**ESTRATTO DEL TESTO:**

++++++

Per due anni, ogni mese, una ragazza americana di 23 anni ha varcato le porte del pronto soccorso della sua città, sopraffatta da crisi violente di vomito, nausea debilitante e dolori addominali intensi. I medici hanno tentato ogni via: test diagnostici, terapie per disturbi gastrointestinali legati al suo diabete di tipo 1, persino procedure invasive. Ma nulla sembrava portare sollievo. Solo un esame delle urine, e un dettaglio apparentemente secondario, hanno permesso ai sanitari del Piedmont Athens Regional Medical Center, in Georgia, di scoprire l’origine dei suoi disturbi: la sindrome da iperemesi da cannabinoidi, nota come CHS.
La giovane, infatti, faceva uso abituale e massiccio di cannabis – cinque giorni su sette, da tempo. E aveva rivelato ai medici un sollievo parziale che otteneva solo con lunghi bagni caldi. Un sintomo peculiare e documentato della CHS, tanto che è considerato un indizio chiave per la diagnosi. Dopo aver sospeso il consumo della sostanza, sotto supervisione medica, la paziente è rimasta asintomatica per due mesi. Ma al ritorno dell’uso, le crisi si sono ripresentate. La correlazione è stata inequivocabile.

++++++

**DATI ESTRATTI:**
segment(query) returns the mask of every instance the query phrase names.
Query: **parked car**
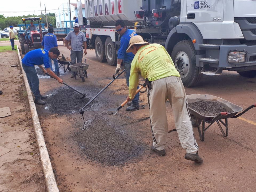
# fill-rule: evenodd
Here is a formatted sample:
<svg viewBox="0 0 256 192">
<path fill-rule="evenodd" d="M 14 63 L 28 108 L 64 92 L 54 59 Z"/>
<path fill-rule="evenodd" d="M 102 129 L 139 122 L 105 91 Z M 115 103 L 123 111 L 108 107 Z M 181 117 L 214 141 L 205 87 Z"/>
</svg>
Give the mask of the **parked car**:
<svg viewBox="0 0 256 192">
<path fill-rule="evenodd" d="M 0 31 L 1 34 L 1 37 L 2 38 L 6 38 L 9 37 L 9 33 L 6 33 L 4 31 Z"/>
</svg>

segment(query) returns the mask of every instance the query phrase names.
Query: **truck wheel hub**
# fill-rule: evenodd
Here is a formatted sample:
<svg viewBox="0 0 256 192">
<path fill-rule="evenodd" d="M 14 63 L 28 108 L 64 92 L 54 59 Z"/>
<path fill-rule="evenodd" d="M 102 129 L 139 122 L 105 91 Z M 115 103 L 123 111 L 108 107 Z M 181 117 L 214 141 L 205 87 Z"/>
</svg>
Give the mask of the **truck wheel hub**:
<svg viewBox="0 0 256 192">
<path fill-rule="evenodd" d="M 181 51 L 178 53 L 174 65 L 181 78 L 186 77 L 189 71 L 189 60 L 185 52 Z"/>
</svg>

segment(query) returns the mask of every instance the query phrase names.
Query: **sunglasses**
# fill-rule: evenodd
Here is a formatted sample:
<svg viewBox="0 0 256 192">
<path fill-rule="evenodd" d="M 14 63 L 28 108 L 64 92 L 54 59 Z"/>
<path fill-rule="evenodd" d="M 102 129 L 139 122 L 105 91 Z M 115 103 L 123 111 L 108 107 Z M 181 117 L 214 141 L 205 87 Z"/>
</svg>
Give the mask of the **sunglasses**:
<svg viewBox="0 0 256 192">
<path fill-rule="evenodd" d="M 117 30 L 115 30 L 115 31 L 116 31 L 117 32 L 120 32 L 120 31 L 121 31 L 122 30 L 122 29 L 123 29 L 123 28 L 124 28 L 124 27 L 122 27 L 122 28 L 120 28 L 119 29 L 117 29 Z"/>
</svg>

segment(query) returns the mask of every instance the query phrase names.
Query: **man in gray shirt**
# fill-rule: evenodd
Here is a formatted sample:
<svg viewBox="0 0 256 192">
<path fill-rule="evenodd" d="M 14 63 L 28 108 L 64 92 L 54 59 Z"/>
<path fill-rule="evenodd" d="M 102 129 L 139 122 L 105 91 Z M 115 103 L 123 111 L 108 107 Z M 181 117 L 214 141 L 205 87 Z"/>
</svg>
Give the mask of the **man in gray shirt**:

++++++

**CONSEGNA:**
Riporti il testo partendo da "Per due anni, ogni" e proseguendo fino a "nota come CHS.", rinominando "ragazza" in "giovane donna". L'elenco non ha alcuna relazione con il testo.

**ESERCIZIO SVOLTO:**
Per due anni, ogni mese, una giovane donna americana di 23 anni ha varcato le porte del pronto soccorso della sua città, sopraffatta da crisi violente di vomito, nausea debilitante e dolori addominali intensi. I medici hanno tentato ogni via: test diagnostici, terapie per disturbi gastrointestinali legati al suo diabete di tipo 1, persino procedure invasive. Ma nulla sembrava portare sollievo. Solo un esame delle urine, e un dettaglio apparentemente secondario, hanno permesso ai sanitari del Piedmont Athens Regional Medical Center, in Georgia, di scoprire l’origine dei suoi disturbi: la sindrome da iperemesi da cannabinoidi, nota come CHS.